(PASSAGE TO READ begins)
Red pandas, though descended from carnivores, now survive on bamboo – a diet low in calories, which forces them to eat continuously and stay inactive most of the day. Meanwhile, Forest Guardians like Bhattarai brave stormy weather, driven by duty. “We must leave wild animals in forests, not just in photos,” he says. “This is for the next generation.”
My final thoughts
In four corners of the world this week, Indigenous peoples are not asking for sympathy. They are offering strategy – rooted in memory, carried by the land, and sharpened by centuries of survival.
In Nepal, 48-year-old Surya Bhattarai does not wear a lab coat or carry a badge. But four times a year, through monsoon winds and steep Himalayan fog, he climbs through bamboo forests to track red pandas – not with drones, but with reverence. As part of the Forest Guardian program, he collects data, deters poachers, and reminds us that conservation begins with those who live beside what they protect. “We should leave wild animals in the forest,” he says, “not just in photos.” And so, the bamboo breathes a little longer.
In Peru, the Amazon bleeds. But not just from chainsaws or oil. It bleeds from memory. Santiago Yahuarcani, one of the last of the White Heron Clan, paints what textbooks erase – the rubber boom genocide, the burning of babies, and the weeping of trees. In his canvases, pink river dolphins dance beside atrocities so brutal they defy language. “They came for our land, our wood, our gold,” he says. But he paints to protect what words alone cannot – the soul of a forest under siege. His art is not decoration. It is testimony.
In Australia, a sacred river was poisoned with wastewater – and the Whadjuk Noongar were not even told. “The health of the Derbarl Yerrigan is the health of our People,” said Leon Ruri, CEO of the Whadjuk Aboriginal Corporation. Their cultural rights under law were ignored. Their warnings, sidelined. And once again, Indigenous people were expected to drink the consequences while corporations drank the profits. “It is time,” Ruri said, “for meaningful partnership, not exclusion.” In a nation built on stolen land, even water isn’t respected unless it flows through pipes.
And in Canada, the return of a single carved box rewrote a century of silence. The Heiltsuk’s sacred bentwood box – stolen 150 years ago and once displayed in a Swedish museum – finally came home. “It’s not an object. It’s a belonging,” said Q̓íx̌itasu Elroy White. Escorted by ceremony, welcomed by song, the box wasn’t just repatriated – it was re-embodied. Because for many Indigenous nations, heritage isn’t history. It’s heartbeat.
Across continents, one thread emerges: Indigenous knowledge isn’t stuck in the past. It is busy repairing the future.
(PASSAGE TO READ ends)
(DATA FOR ANALYSIS begins)
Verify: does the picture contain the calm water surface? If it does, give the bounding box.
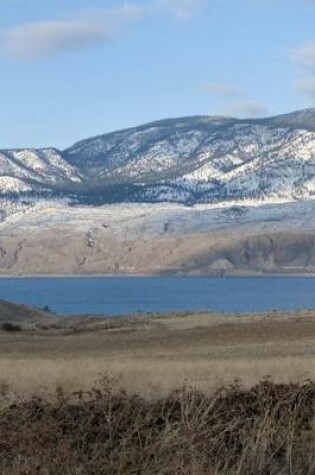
[0,277,315,315]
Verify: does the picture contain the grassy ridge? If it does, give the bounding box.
[0,381,315,475]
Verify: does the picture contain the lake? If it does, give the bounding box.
[0,277,315,315]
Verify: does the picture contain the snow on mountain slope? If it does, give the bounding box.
[0,148,81,193]
[0,109,315,204]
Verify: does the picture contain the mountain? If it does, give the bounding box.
[0,109,315,204]
[0,109,315,275]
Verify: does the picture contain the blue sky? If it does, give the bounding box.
[0,0,315,149]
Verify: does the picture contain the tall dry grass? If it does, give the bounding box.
[0,381,315,475]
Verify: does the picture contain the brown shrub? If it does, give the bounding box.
[0,381,315,475]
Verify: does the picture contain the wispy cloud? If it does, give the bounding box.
[2,3,143,61]
[294,78,315,101]
[153,0,204,20]
[0,0,203,61]
[227,100,269,118]
[202,81,240,99]
[4,20,109,61]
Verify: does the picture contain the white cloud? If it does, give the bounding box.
[0,0,203,61]
[156,0,203,20]
[294,78,315,101]
[2,3,144,61]
[227,100,268,118]
[292,43,315,68]
[4,20,109,61]
[202,81,240,98]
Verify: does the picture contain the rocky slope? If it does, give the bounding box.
[0,109,315,275]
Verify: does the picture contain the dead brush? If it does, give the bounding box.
[0,381,315,475]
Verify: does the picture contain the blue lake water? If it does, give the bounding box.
[0,277,315,315]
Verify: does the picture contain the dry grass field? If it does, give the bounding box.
[0,307,315,397]
[0,301,315,475]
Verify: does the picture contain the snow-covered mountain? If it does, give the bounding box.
[0,109,315,204]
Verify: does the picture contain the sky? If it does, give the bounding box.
[0,0,315,149]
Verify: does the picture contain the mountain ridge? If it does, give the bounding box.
[0,109,315,205]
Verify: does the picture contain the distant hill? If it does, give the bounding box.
(DATA FOR ANALYSIS ends)
- [PROBLEM DETAILS]: In the passage on Indigenous peoples, how often does Surya Bhattarai climb through the bamboo forests to track red pandas?

- [THE ANSWER]: Four times a year.